Exercise directions: Would you quote every entry exactly, dropping only the pictures?

Records provided START

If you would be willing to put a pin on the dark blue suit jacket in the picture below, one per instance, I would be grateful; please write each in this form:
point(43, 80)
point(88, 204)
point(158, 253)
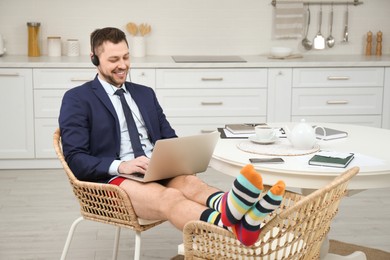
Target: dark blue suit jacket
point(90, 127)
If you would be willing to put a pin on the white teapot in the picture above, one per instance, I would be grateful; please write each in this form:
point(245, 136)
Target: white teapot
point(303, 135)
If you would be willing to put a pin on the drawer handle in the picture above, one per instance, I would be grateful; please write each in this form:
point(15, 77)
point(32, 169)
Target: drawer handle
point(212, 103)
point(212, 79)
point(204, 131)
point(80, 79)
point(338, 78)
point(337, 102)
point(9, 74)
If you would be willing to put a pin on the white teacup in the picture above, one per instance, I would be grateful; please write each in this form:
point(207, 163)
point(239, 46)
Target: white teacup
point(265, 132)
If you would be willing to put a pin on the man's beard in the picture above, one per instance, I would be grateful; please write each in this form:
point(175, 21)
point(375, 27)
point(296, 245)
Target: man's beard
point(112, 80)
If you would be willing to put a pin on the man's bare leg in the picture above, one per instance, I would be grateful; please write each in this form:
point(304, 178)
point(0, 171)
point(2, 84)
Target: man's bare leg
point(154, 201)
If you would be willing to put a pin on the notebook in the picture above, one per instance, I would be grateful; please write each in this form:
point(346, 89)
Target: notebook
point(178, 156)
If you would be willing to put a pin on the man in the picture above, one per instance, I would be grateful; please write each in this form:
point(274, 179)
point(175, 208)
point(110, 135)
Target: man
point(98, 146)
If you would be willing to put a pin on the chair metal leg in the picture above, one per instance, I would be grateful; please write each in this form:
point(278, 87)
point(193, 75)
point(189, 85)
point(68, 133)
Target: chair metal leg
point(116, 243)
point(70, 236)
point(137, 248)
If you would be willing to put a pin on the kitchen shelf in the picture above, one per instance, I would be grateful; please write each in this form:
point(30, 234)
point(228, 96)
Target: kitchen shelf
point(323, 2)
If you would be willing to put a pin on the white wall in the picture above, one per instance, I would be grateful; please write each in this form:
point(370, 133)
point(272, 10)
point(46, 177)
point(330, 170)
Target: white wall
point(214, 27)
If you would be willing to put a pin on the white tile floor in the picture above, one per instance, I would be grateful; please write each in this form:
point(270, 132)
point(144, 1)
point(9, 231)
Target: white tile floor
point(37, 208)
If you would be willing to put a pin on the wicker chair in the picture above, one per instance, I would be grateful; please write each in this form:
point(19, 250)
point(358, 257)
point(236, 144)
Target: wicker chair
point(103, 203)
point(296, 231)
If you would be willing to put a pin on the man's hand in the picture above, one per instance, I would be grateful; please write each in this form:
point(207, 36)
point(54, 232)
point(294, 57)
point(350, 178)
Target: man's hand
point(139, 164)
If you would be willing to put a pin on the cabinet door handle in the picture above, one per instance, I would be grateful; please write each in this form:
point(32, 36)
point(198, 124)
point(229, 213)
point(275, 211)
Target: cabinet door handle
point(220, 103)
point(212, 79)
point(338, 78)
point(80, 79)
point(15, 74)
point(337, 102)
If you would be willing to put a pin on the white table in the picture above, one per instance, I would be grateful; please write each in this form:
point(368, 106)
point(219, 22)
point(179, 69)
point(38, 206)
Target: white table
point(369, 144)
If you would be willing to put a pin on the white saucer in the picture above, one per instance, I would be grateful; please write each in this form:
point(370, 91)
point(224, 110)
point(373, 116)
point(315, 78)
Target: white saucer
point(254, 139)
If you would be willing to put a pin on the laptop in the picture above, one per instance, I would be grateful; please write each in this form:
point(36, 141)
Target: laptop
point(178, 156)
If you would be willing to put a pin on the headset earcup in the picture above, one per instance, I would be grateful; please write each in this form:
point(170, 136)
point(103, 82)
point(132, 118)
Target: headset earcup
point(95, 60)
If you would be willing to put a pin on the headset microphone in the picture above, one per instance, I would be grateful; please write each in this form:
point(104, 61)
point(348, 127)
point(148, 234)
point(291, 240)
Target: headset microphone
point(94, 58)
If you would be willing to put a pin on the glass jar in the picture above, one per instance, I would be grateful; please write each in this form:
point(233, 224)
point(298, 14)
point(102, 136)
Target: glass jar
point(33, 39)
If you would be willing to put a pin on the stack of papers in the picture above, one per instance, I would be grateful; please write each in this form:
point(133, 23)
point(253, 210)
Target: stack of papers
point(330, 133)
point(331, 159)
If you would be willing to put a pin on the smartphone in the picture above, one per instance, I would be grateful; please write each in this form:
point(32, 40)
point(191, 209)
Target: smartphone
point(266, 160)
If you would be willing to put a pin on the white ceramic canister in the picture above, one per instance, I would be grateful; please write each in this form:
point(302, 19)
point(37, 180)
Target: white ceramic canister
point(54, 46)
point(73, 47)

Records provided END

Response box:
If you would be willing to put a pin on the dark blue suit jacket in the picture below, one per instance, I would be grateful; please write each in this form:
point(43, 80)
point(88, 204)
point(158, 253)
Target: dark blue suit jacket
point(90, 127)
If you would be willing to put a pin on the white teapot in the picture above, one per instance, I would be grateful; please write each in this form:
point(245, 136)
Target: white teapot
point(303, 135)
If you would be willing to put a pin on the drawer handle in the picture above, one per instance, I would be grateful; please write each in this form:
point(15, 77)
point(32, 169)
Target: drawer handle
point(212, 103)
point(212, 79)
point(204, 131)
point(80, 79)
point(338, 78)
point(337, 102)
point(9, 74)
If you would be willing to put a pin on the white teacup in the picture above, one per instance, I would be grateful; please write each in this form:
point(207, 163)
point(239, 46)
Target: white teacup
point(265, 132)
If you would be willing to put a pin on the man's beard in the picture above, one per instance, I would be grateful; please write each in this form:
point(175, 21)
point(375, 27)
point(296, 245)
Target: man's beard
point(112, 80)
If you would be willing to put a pin on the man's bare leg in the picture above, one per instance, I would be grateful; please write each in this form:
point(304, 178)
point(0, 171)
point(2, 84)
Target: man's bare leg
point(154, 201)
If you would be willing to put a pin on the notebook in the picture above, one per instance, I would be grateful; please write each in this form:
point(346, 89)
Target: notebook
point(178, 156)
If you would be willing to put a pin on the man in the picture above, one per instance, I would be grateful; please write each in this form:
point(274, 179)
point(175, 208)
point(110, 135)
Target: man
point(98, 146)
If you would be willing to put a pin on the chair metal leg in the picture above, one per instance, I would be grateful; please write each in this form:
point(278, 87)
point(193, 75)
point(189, 85)
point(68, 133)
Target: chair metal leg
point(116, 243)
point(70, 236)
point(137, 248)
If you would be willing to put a pin on the kitchen shelf in the picture above, one per instance, I would be grateful; please write each in this form:
point(30, 234)
point(228, 96)
Target: kitchen shelf
point(323, 2)
If you would be willing to put a pin on the white wall in the picture above, one per instance, I would be grateful; please write each in this form:
point(370, 133)
point(272, 10)
point(46, 177)
point(330, 170)
Target: white wall
point(214, 27)
If you would be willing to put a pin on the white tile floor in the picture above, one per instance, I would be grateful; please write each in this form:
point(270, 132)
point(144, 1)
point(9, 231)
Target: white tile floor
point(37, 208)
If you would be willing to put a pin on the wicker chair in the picture above, one per instance, I would be grateful; please write each in this form:
point(19, 250)
point(358, 257)
point(236, 144)
Target: wicker chair
point(103, 203)
point(296, 231)
If you would be willing to put a pin on the man's hand in the picture above, one per instance, I would be grateful; please write each in this form:
point(207, 36)
point(54, 232)
point(294, 57)
point(350, 178)
Target: man's hand
point(139, 164)
If you would be willing to put a pin on the cabinet door handle in the picture above, one per instance, I would be grateful; please write each in this form:
point(32, 36)
point(198, 124)
point(229, 213)
point(275, 211)
Target: cabinet door handle
point(220, 103)
point(212, 79)
point(338, 78)
point(80, 79)
point(15, 74)
point(337, 102)
If you would be willing to put a pin on the white table in the picture above, one per instance, I would be grateful; please write each in this form:
point(368, 106)
point(219, 22)
point(179, 69)
point(38, 206)
Target: white table
point(369, 144)
If you would be willing to put a pin on the white saucer in the picture above, one per instance, I would be grateful; please write each in this form:
point(370, 91)
point(224, 110)
point(373, 116)
point(315, 78)
Target: white saucer
point(254, 139)
If you would be willing to put a pin on the laptop in the picture above, one per instance, I would be grateful; please write each in this form:
point(36, 141)
Target: laptop
point(178, 156)
If you would be willing to put a pin on the headset earcup in the picture above, one per instance, I would be grateful; please write each in this form:
point(170, 136)
point(103, 82)
point(132, 118)
Target: headset earcup
point(95, 60)
If you would be willing to put a pin on the headset microphone in the picture above, one per instance, I would be grateful; please write each in this form:
point(104, 61)
point(348, 127)
point(148, 234)
point(291, 240)
Target: headset microphone
point(94, 58)
If you would be willing to put a pin on the glass jar in the picture above, one per instance, I would be grateful; please write each in this form:
point(233, 224)
point(298, 14)
point(102, 136)
Target: glass jar
point(33, 39)
If you would be willing to put a pin on the stack of papers in the picture above, one per instance, I would be grateful; please write each in this form:
point(133, 23)
point(253, 210)
Target: stack of papers
point(330, 133)
point(331, 159)
If you would be willing to put a pin on the smartphone in the picture above, one per instance, I would be grateful; please write each in this form:
point(32, 40)
point(191, 209)
Target: smartphone
point(266, 160)
If you would be willing to put a pin on the white ceramic canister in the picture above, one per instance, I would be grateful; please write each in this form:
point(302, 19)
point(37, 180)
Target: white ceramic canister
point(54, 46)
point(73, 47)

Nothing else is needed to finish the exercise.